▸ **Quoted passage**
The fluidized bed filter (FBF) is a biological reactor only. The principle is to direct water through a sand (or similar media) bed from below so that the sand becomes fluidized – behaves like a fluid. This mechanism is seen in liquefaction, quick sand, and industrial processes including municipal sewage treatment. The combined surface of all sand particles in the filter is very large, and so there is a large surface for aerobic denitrification bacteria. Therefore, the size of the filter can be modest.

The filter itself can be internal or external. In its simplest DIY internal version an FBF is very easy to build, with a container, sand, pump, and some plumbing. There are many variables: shape and size of the container, quantity of sand or equivalent, particle sizes, the pump's power, and plumbing.

===Internal filters===

An internal aquarium filter driven by air displacement

Internal filters are, by definition, filters within the confines of the aquarium. These include the sponge filter, variations on the corner filter (pictured top right and left), foam cartridge filter and the undergravel filter. An internal filter may have an electric pump and thus be an internal power filter, often attached to the inside of aquaria via suction cups.

[Dataset excerpts]
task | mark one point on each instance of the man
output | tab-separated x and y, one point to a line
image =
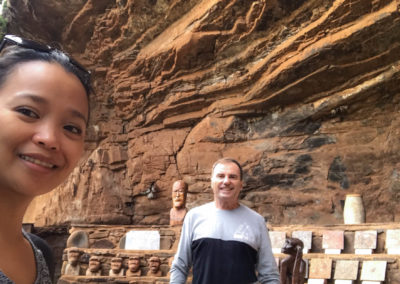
178	210
224	241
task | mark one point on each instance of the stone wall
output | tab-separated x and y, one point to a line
303	93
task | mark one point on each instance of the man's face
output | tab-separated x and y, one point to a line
133	265
178	195
226	183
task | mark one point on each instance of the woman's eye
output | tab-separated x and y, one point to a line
27	112
73	129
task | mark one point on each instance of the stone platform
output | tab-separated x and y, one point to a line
317	258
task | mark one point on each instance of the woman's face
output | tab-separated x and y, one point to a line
43	115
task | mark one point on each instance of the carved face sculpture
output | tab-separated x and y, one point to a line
154	264
133	264
94	264
116	264
73	257
292	245
179	192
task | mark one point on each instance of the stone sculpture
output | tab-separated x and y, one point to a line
178	210
72	267
293	267
94	268
154	267
116	267
134	266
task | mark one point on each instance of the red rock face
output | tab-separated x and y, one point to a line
305	96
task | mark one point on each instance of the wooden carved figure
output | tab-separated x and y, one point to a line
94	268
178	210
293	267
116	267
72	267
133	267
154	267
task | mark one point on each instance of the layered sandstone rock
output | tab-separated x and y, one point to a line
303	93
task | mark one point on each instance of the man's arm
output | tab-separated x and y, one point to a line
183	257
266	267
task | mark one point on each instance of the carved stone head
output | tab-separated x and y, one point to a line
179	193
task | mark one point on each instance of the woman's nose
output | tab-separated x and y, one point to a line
47	137
227	179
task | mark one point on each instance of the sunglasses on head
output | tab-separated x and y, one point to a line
26	43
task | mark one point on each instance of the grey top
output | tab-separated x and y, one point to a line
42	276
228	235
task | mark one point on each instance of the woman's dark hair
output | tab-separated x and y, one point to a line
12	56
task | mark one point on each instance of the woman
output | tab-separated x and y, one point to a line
44	111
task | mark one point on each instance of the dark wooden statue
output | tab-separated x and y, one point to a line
293	267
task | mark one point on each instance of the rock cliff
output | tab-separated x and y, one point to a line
305	94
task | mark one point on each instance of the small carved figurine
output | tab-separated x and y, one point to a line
134	266
170	260
116	267
94	268
72	267
178	210
154	265
293	267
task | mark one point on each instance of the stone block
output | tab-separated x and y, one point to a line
333	240
346	270
320	268
373	270
305	237
142	240
365	239
392	239
278	239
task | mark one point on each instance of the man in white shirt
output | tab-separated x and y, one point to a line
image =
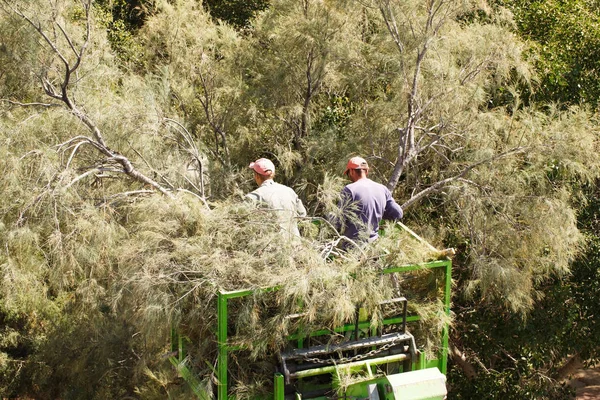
275	196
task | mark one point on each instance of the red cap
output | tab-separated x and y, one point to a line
263	166
356	163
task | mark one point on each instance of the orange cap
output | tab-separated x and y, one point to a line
263	166
356	163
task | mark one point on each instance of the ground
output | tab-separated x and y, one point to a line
586	382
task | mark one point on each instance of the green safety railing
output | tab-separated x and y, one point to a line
224	348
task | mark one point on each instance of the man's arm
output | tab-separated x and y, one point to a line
392	211
300	208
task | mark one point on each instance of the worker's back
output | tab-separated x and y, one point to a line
283	200
365	203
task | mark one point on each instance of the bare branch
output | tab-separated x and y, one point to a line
440	184
33	104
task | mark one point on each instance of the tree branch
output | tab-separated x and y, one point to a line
440	184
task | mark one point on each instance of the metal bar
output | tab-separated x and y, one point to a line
354	345
331	368
363	325
222	345
279	392
446	329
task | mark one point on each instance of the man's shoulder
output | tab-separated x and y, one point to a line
365	183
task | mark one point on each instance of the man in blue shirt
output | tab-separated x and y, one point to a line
364	203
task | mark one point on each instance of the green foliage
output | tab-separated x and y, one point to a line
94	269
565	37
238	13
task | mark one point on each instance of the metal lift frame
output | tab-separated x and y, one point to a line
224	348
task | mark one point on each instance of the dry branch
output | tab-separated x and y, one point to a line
70	68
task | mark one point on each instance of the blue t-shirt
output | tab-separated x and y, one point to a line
364	204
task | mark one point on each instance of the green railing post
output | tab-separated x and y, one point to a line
222	346
279	392
445	331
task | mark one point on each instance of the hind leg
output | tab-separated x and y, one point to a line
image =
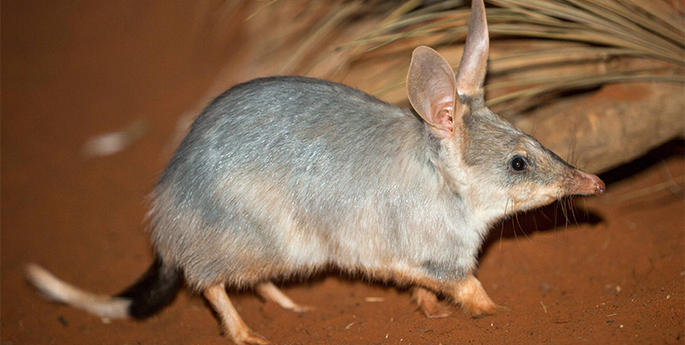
230	320
269	291
469	293
429	304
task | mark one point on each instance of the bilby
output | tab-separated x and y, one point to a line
284	176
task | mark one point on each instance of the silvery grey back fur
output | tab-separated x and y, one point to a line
283	175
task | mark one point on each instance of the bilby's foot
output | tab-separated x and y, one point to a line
230	320
429	304
469	293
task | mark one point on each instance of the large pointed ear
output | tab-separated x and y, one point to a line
474	60
432	90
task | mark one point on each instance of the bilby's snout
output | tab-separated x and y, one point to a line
585	184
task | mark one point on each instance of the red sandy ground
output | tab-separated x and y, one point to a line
70	73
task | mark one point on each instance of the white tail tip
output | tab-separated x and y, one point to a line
60	291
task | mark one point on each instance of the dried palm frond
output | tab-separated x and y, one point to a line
546	46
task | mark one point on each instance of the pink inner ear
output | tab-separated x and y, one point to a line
432	90
442	114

▸ **Brief 1**
According to the passage on aquarium filters, how is an internal power filter often attached to an aquarium?
▸ **Brief 2**
Continue the passage on aquarium filters from the point where it stops.

▸ **Exercise result 1**
It is often attached to the inside of the aquarium with suction cups.

▸ **Exercise result 2**
====Airlift filters====
Sponge filters and corner filters (sometimes called box filters) work by essentially the same mechanism as an internal filter. Both generally work by airlift, using bubbles from an air pump rising in a tube to create flow. In a sponge filter, the inlet may only be covered by a simple open-cell block of foam. A corner filter is slightly more complex. These filters are often placed in the corner on the bottom of the aquarium. Water enters slits in the box, passes through a layer of medium, then exits through the airlift tube to return to the aquarium. These filters tend to only be suitable for small and lightly stocked aquaria. The sponge filter is especially useful for rearing fry where the sponge prevents the small fish from entering the filter.

====Undergravel filters====

A schematic diagram of an undergravel filter run by both an air displacement and water pump (powerhead)

One of the oldest types of filters, the undergravel filters consist of a porous plate which is placed beneath the gravel on the base of the aquarium and one, or more, uplift tubes. Historically, undergravel filters have been driven via air displacement. Air stones are placed at the base of uplift tubes which force water out of the uplift tube creating negative pressure beneath the undergravel filter plate (also called the plenum). Water then percolates down through the gravel which itself is the filtration material. Greater flow rate of water through the gravel can be achieved via the use of water pump rather than air displacement.

Beneficial bacteria colonize the gravel bed and provide biological filtration, using the substrate of the aquarium itself as a biological filter.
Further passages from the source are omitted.